An investment company deducted fees even after being notified that a member had died.

An investment company deducted fees even after being notified that a member had died. Photo: AAP

A superannuation investment company that charged fees to nearly 500 dead members has been fined $1.7 million.

Senior management at Avanteos Investments, then a subsidiary of the Commonwealth Bank, learned in early 2016 that its product disclosure statements were defective and it was wrongly charging fees.

But it took 28 months to update the documents, during which time it wrongly charged 499 customers just shy of $700,000 in adviser service fees.

The fees, paid to financial advisers, were routinely deducted from accounts on 5399 occasions.

Avanteos’ practice was to continue deducting the fee after being notified that a member had died and until an account was closed, unless it received instructions to cease payment.

In early 2016, the firm which managed 18 superannuation funds, became aware disclosure documents made misleading or deceptive statements about its fees and did not contain required information including that the fee would continue to be deducted after death.

________________________________________

* Set task 1
Answer these questions using the news excerpt about fees charged to dead superannuation members:
(a) How many customers were wrongly charged adviser service fees?
(b) How many months did it take to update the product disclosure documents?
(c) How many superannuation funds did the firm manage?
The text and the rows do not relate to each other.

* Data in this exercise
________________________________________

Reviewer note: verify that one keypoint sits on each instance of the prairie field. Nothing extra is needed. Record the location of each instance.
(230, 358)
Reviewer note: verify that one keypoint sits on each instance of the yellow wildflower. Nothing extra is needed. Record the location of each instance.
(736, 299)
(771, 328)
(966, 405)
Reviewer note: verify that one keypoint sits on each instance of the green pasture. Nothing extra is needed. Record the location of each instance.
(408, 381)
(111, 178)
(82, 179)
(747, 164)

________________________________________

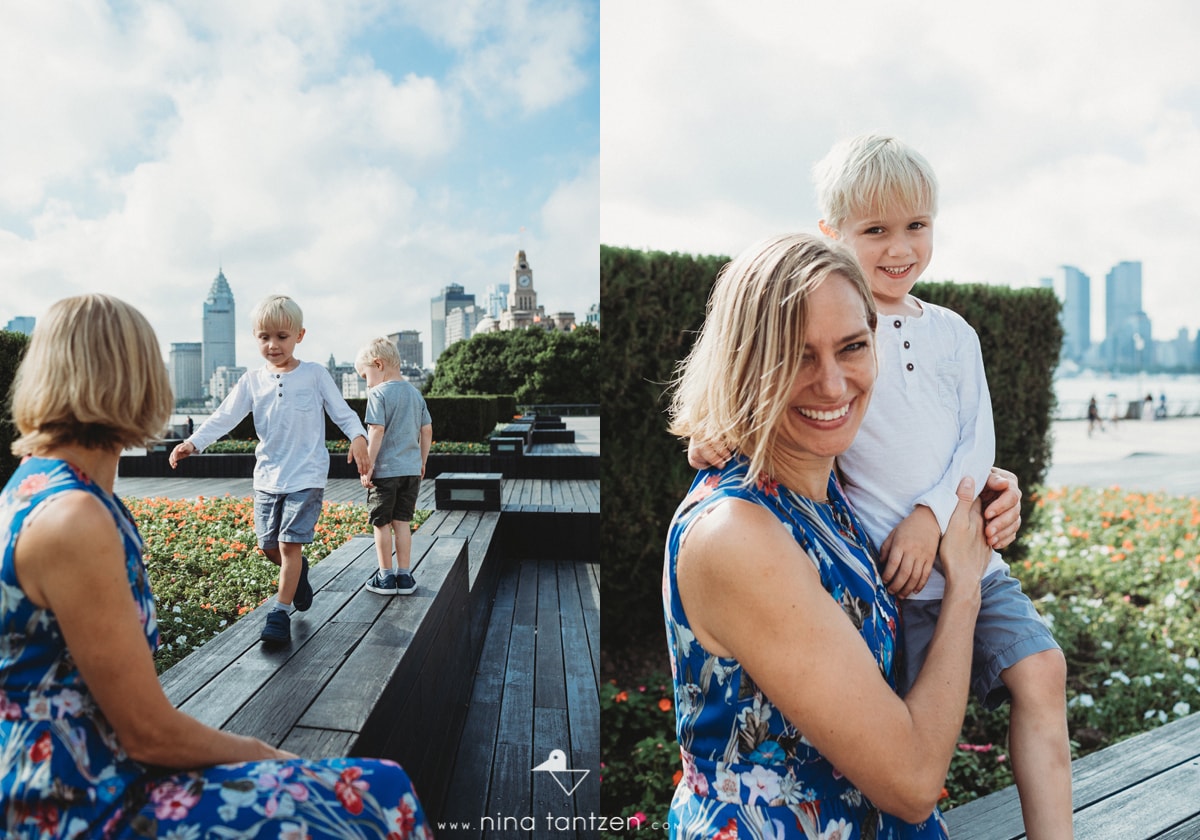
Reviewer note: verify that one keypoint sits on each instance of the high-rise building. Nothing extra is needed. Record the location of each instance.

________________________________________

* Set task 2
Gather every line of the rows that contains the string "Record", matching case exactly.

* Written answer 1
(a) 499 customers
(b) 28 months
(c) 18 superannuation funds

* Written answer 2
Reviewer note: verify that one keypoint sits on each instance of the prairie field. Nothing extra is needed. Record the location of each instance.
Reviewer note: verify that one keypoint sits on each instance of the yellow wildflower. Nothing extra is needed. Record the location of each instance.
Reviewer note: verify that one keypoint sits on each instance of the green pasture. Nothing extra is needed. Record the location of each instance.
Reviewer note: verify that one keypoint sits on each instance of the high-rise building. Nothing extra is needed. Record the location of each instance.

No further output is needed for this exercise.